◆ Brief:
Copy out the records below, changing "thickest part" to "widest part" wherever it occurs and keeping everything else the same. Omit the pictures from your answer.

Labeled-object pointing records
** START **
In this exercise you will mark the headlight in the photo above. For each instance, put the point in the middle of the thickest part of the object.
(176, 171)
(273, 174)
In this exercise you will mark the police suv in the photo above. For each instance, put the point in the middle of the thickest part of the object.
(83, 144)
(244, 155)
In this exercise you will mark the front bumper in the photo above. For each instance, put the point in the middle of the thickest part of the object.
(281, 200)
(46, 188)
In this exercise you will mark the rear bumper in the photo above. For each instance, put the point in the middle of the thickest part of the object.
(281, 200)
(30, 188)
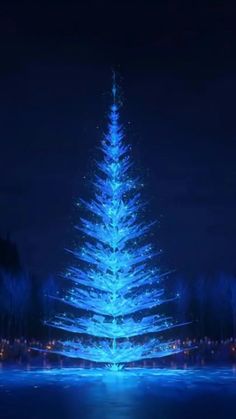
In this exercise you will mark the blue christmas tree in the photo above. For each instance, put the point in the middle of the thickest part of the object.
(116, 286)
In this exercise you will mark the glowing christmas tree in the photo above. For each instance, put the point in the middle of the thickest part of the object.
(116, 288)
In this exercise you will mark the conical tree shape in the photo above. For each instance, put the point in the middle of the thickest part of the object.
(115, 283)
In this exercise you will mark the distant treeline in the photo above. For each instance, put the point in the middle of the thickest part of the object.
(208, 303)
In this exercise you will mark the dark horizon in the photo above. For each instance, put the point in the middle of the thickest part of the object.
(177, 75)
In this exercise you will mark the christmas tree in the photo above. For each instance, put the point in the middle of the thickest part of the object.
(116, 288)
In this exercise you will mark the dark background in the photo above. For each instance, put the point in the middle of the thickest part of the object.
(176, 62)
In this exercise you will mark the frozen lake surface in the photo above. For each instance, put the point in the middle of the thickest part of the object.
(71, 393)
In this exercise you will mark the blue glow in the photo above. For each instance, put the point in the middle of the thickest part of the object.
(115, 282)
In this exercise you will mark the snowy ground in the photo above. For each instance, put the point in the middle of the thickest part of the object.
(133, 394)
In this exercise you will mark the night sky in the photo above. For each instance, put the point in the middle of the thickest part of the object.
(177, 69)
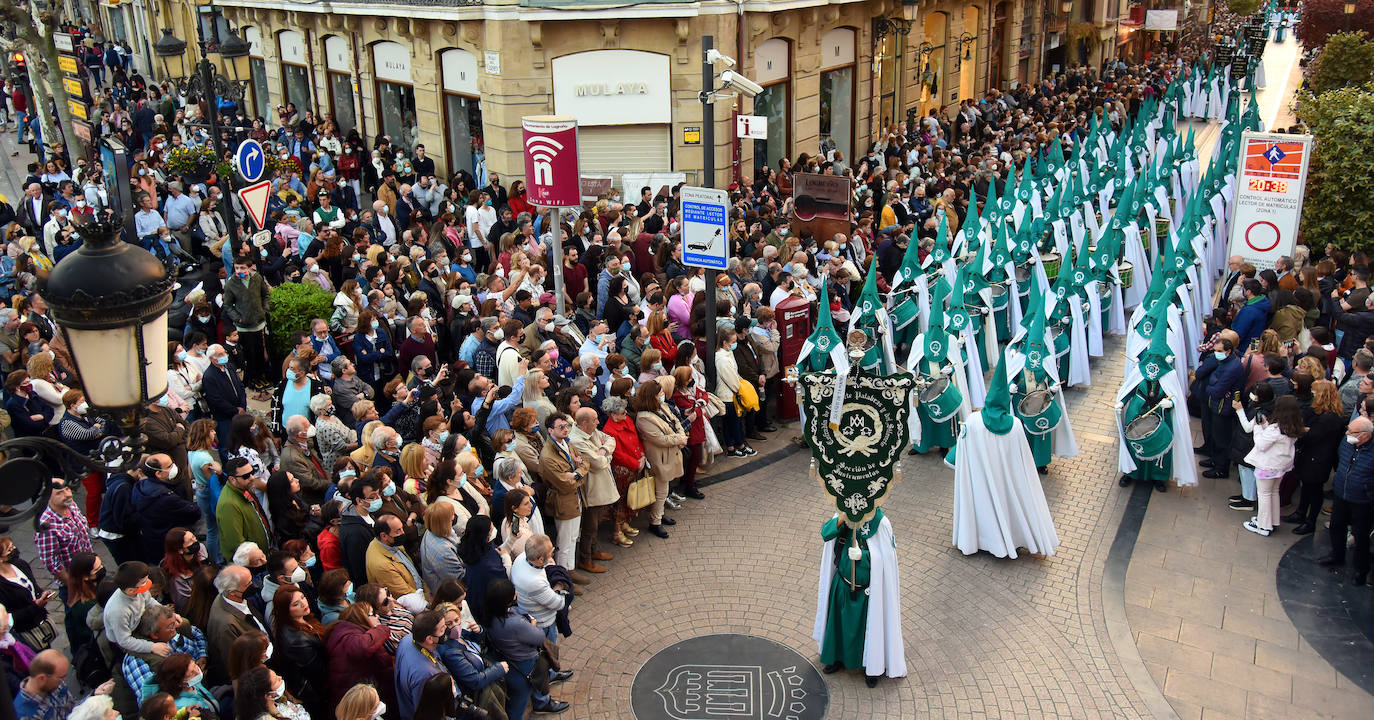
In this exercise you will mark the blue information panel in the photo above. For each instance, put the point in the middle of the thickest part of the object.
(705, 230)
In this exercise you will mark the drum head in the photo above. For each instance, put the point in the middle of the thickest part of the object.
(1035, 403)
(935, 389)
(1142, 426)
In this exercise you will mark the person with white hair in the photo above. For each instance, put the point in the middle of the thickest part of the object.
(333, 437)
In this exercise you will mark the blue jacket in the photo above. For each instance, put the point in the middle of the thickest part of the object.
(412, 668)
(1355, 473)
(1252, 320)
(463, 660)
(370, 352)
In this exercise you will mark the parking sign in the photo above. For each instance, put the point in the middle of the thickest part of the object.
(705, 230)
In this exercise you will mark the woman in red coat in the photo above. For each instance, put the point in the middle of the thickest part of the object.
(627, 463)
(518, 202)
(356, 650)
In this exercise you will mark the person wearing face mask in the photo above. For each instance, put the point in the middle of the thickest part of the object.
(302, 460)
(245, 307)
(241, 514)
(158, 504)
(1222, 373)
(356, 525)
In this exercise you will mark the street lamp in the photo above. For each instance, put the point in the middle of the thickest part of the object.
(110, 301)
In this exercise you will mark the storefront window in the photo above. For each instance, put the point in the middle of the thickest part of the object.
(396, 109)
(772, 103)
(463, 122)
(341, 96)
(260, 92)
(297, 84)
(837, 122)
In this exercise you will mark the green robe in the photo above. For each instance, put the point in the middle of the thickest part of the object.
(847, 620)
(1157, 470)
(933, 434)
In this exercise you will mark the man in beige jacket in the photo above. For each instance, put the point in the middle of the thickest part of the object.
(599, 493)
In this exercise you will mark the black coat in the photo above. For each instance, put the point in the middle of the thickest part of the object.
(24, 613)
(158, 509)
(355, 535)
(1316, 451)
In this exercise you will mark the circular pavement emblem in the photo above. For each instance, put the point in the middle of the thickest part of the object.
(728, 678)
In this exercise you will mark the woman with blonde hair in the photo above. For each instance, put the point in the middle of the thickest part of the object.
(46, 386)
(1316, 454)
(417, 469)
(535, 399)
(664, 441)
(438, 547)
(360, 702)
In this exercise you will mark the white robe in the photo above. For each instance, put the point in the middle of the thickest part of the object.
(998, 500)
(884, 651)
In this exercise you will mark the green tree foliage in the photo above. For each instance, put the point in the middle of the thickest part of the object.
(1347, 59)
(1340, 188)
(293, 308)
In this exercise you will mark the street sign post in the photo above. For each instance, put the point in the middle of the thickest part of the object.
(249, 160)
(1268, 195)
(705, 237)
(254, 201)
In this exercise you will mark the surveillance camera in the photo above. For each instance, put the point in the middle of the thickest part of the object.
(716, 57)
(746, 87)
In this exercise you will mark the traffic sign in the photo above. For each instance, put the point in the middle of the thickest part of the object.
(254, 201)
(250, 161)
(1268, 195)
(705, 235)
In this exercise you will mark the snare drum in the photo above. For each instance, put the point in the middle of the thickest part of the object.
(1051, 263)
(1125, 270)
(1039, 412)
(940, 399)
(1149, 437)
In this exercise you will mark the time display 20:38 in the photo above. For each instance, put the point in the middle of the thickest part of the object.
(1267, 186)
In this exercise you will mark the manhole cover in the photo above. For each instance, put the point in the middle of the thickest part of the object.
(728, 678)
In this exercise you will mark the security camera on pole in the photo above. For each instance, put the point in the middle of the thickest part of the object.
(731, 81)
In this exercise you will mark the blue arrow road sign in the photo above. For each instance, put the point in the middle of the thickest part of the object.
(249, 160)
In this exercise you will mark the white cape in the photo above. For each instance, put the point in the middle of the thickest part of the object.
(884, 651)
(998, 502)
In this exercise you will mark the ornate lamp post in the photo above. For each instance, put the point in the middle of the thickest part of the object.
(110, 300)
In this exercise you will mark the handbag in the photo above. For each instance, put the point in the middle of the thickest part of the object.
(40, 636)
(640, 492)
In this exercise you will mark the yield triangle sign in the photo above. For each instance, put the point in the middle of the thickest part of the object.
(254, 201)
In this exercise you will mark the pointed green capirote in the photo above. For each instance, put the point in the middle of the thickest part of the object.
(996, 407)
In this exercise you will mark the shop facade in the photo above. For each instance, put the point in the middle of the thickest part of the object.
(459, 79)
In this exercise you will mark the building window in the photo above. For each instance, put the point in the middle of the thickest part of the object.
(260, 92)
(296, 87)
(837, 121)
(396, 111)
(463, 128)
(341, 102)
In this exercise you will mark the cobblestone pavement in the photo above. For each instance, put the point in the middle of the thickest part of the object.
(984, 636)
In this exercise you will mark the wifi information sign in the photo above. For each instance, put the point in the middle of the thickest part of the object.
(551, 172)
(705, 230)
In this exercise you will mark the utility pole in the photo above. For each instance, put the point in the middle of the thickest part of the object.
(708, 171)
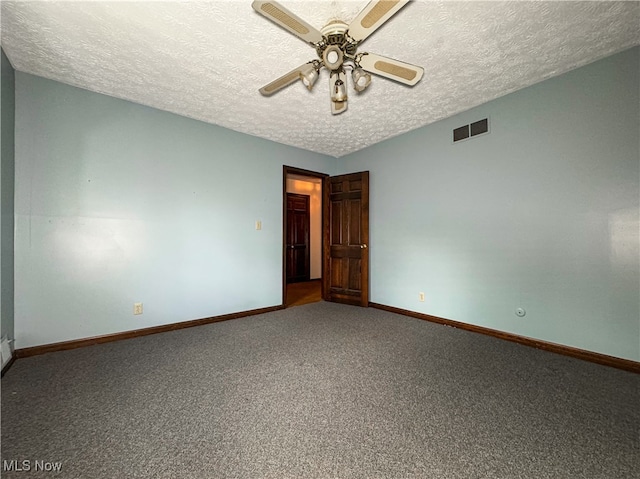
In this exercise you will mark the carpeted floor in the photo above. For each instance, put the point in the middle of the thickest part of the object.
** END **
◆ Output of the exercise:
In this exercise you will mark the headlight in the photo above. For each instance, put the point in the middle of the widest part of the object.
(176, 171)
(273, 174)
In this exercise you will mark the police suv in the photo above. For each instance, put the point in the middle of the widest part of the object.
(83, 144)
(244, 155)
In this exercise you will mark the front bumper in the photo above. For each instance, put the point in the middle of the widest part of the object.
(281, 200)
(46, 188)
In this exercise you will mark the rear bumper in the photo above. For each instance, put the point in the middle of the widest part of the object.
(281, 200)
(30, 188)
In this exercise you will mark the blue christmas tree in the photo above. For each instance, put the point in the middle of the widest part of the object.
(116, 286)
In this exercise you will mark the glowing christmas tree in the photo above. For each instance, put the point in the middle of the widest part of the object.
(116, 288)
In this exercise you will mark the conical tree shape in the photo above. For each instance, put the point in the middle of the widest part of the object.
(115, 283)
In this exercise you will mark the distant treeline in the photo above. For each instance, put the point in the middle of the widest part of the object.
(208, 303)
In this exercise you will mark the dark horizon in the photo above. For each instance, put the point in the middle of the widest part of the object.
(177, 75)
In this exercise you will mark the christmas tree in the photo above. For each instance, put the point in the middle of the widest part of the object.
(116, 288)
In this exercise you will mark the dark background in the photo above. For each instance, put the point in the middle of the widest part of the object.
(176, 62)
In this exercise you will mark the frozen lake surface in the photo above. For each instance, put the point in the middle of the widest part of the object.
(71, 393)
In this exercise you will mark the blue glow in the photo above. For each instance, put the point in the middle of the widest part of the object.
(115, 282)
In this exercise you will mark the snowy ground in the photo above. For each instance, put the point in the middle of the widest part of the object.
(133, 394)
In this exercise you will mark the night sky in the photo above. For each instance, put the point in the middle of the widest part of the object.
(177, 69)
In this exercise you will mark the blue information panel in the photo above. For each instance, put the point in the middle of the widest part of the object.
(705, 230)
In this exercise you will mark the drum head in the photo above. For each instance, put the point in the middle of the widest part of the object.
(1035, 403)
(935, 389)
(1142, 426)
In this exercise you will mark the person with white hair in the photo above. For each instance, put the point in the middle of the widest part of the object.
(333, 437)
In this exercise you will mark the blue jacket in the photo above. For each instance, put the point in the middle of the widest part of the object.
(412, 668)
(1355, 473)
(1252, 320)
(463, 660)
(370, 352)
In this exercise you will mark the parking sign in the photo above. For each instance, put the point in the middle of the widest part of the object.
(705, 230)
In this exercise you will mark the woman in red coat in the photo above. For each instance, put the point in the middle of the widest part of the object.
(627, 463)
(518, 202)
(356, 650)
In this exercise you will mark the person wearing face mask in the photo above. For each instance, put the point in the middle of the widest part of the object.
(302, 460)
(245, 307)
(241, 514)
(158, 504)
(1222, 373)
(356, 525)
In this exercise you will mark the street lamp in the photo above. For each instance, put the point in the middle of the widest part of the object.
(110, 301)
In this exercise you will mark the storefront window in the photo above. For each instance, put the point in the middle of the widest part of the object.
(396, 109)
(772, 103)
(463, 122)
(341, 96)
(260, 92)
(297, 84)
(837, 122)
In this exercise you will mark the green robe in the photo above. For each instance, put the point in the middle of the widest part of the object.
(847, 620)
(1157, 470)
(933, 434)
In this exercise you will mark the man in beige jacket in the photo above. For each instance, put the point in the middle of the widest part of the object.
(599, 493)
In this exercise you will mark the black coat in the photo above. For each instance, put the point in the middle of the widest part of the object.
(24, 613)
(158, 509)
(355, 535)
(1316, 451)
In this exercise you will mark the circular pavement emblem in the photo above. For each instance, put the point in the middle of the widest part of the object.
(728, 678)
In this exercise you will mark the woman with blonde hair in the photo above. For each instance, put the point in the middle of the widest part of the object.
(46, 386)
(1316, 454)
(417, 469)
(535, 399)
(664, 441)
(438, 547)
(360, 702)
In this exercise you will mark the white robe in the photo above. For each instance, put the point in the middle of the widest part of the object.
(998, 500)
(884, 651)
In this exercise you will mark the green tree foliage in the photo above. For each instance, put the point in the middle of the widest part of the object.
(1347, 59)
(1340, 188)
(293, 308)
In this exercise you will mark the street sign post in the photo above. For each instance, put the point in the middle of the widest part of the object.
(249, 160)
(1268, 195)
(705, 237)
(254, 201)
In this exercise you will mark the surveillance camera in the photo above. For each instance, put the point in the middle of the widest part of the object.
(716, 57)
(746, 87)
In this exercise you will mark the traffic sign in the photo above. For each instance, put the point in the middle of the widest part of the object.
(254, 201)
(250, 161)
(1268, 195)
(705, 235)
In this exercise you will mark the snare drum in the photo above. For each instance, put the point in the middle of the widest part of the object.
(1051, 263)
(1125, 270)
(1039, 412)
(940, 399)
(1149, 437)
In this exercise you will mark the time display 20:38 in the photo above. For each instance, put the point in the middle of the widest part of the object.
(1267, 186)
In this exercise you will mark the manhole cover in the photo above. For each instance, put the point in the middle of the widest part of the object.
(728, 678)
In this exercise you will mark the security camera on pole in the photo above. For each instance, put the point in the middle of the widest part of the object.
(731, 81)
In this exercise you will mark the blue arrow road sign in the photo above. For each instance, put the point in the middle of the widest part of the object.
(249, 160)
In this exercise you will mark the white cape in the photo above. For each instance, put the point in the middle of the widest part of the object.
(884, 651)
(998, 502)
In this exercise you will mark the ornate lamp post in the photo above. For each instance, put the point in the middle of the widest part of the object.
(110, 300)
In this exercise you will mark the handbag in the photo above. For each instance, put the point in the middle of the widest part of the object.
(40, 636)
(640, 492)
In this exercise you will mark the yield triangle sign in the photo above. For each instance, put the point in the middle of the widest part of the object.
(254, 201)
In this exercise you will mark the pointed green capirote in the photo above. For each instance, put the point in the middle of the widest part of the object.
(996, 407)
In this exercise you will mark the shop facade in the photo above. For each instance, put the point in the middle of the widest part of the object.
(459, 79)
In this exercise you will mark the building window in the photo above. For each instance, put the point in the middle of the widest part of the object.
(260, 92)
(296, 87)
(837, 121)
(396, 111)
(463, 128)
(341, 102)
In this exercise you will mark the cobblestone pavement in the photo above. For each instance, put the point in the middle of the widest part of the object.
(984, 636)
In this exercise you will mark the wifi information sign in the photo above. For each instance, put the point in the middle of the widest part of the object.
(551, 172)
(705, 230)
In this exercise you will mark the utility pole in the photo above. For each instance, put the point in the middle of the widest part of the object.
(708, 171)
In this exercise you will mark the carpeted floor in the photo above. For each instance, put the point in the middle of the widest part of the object.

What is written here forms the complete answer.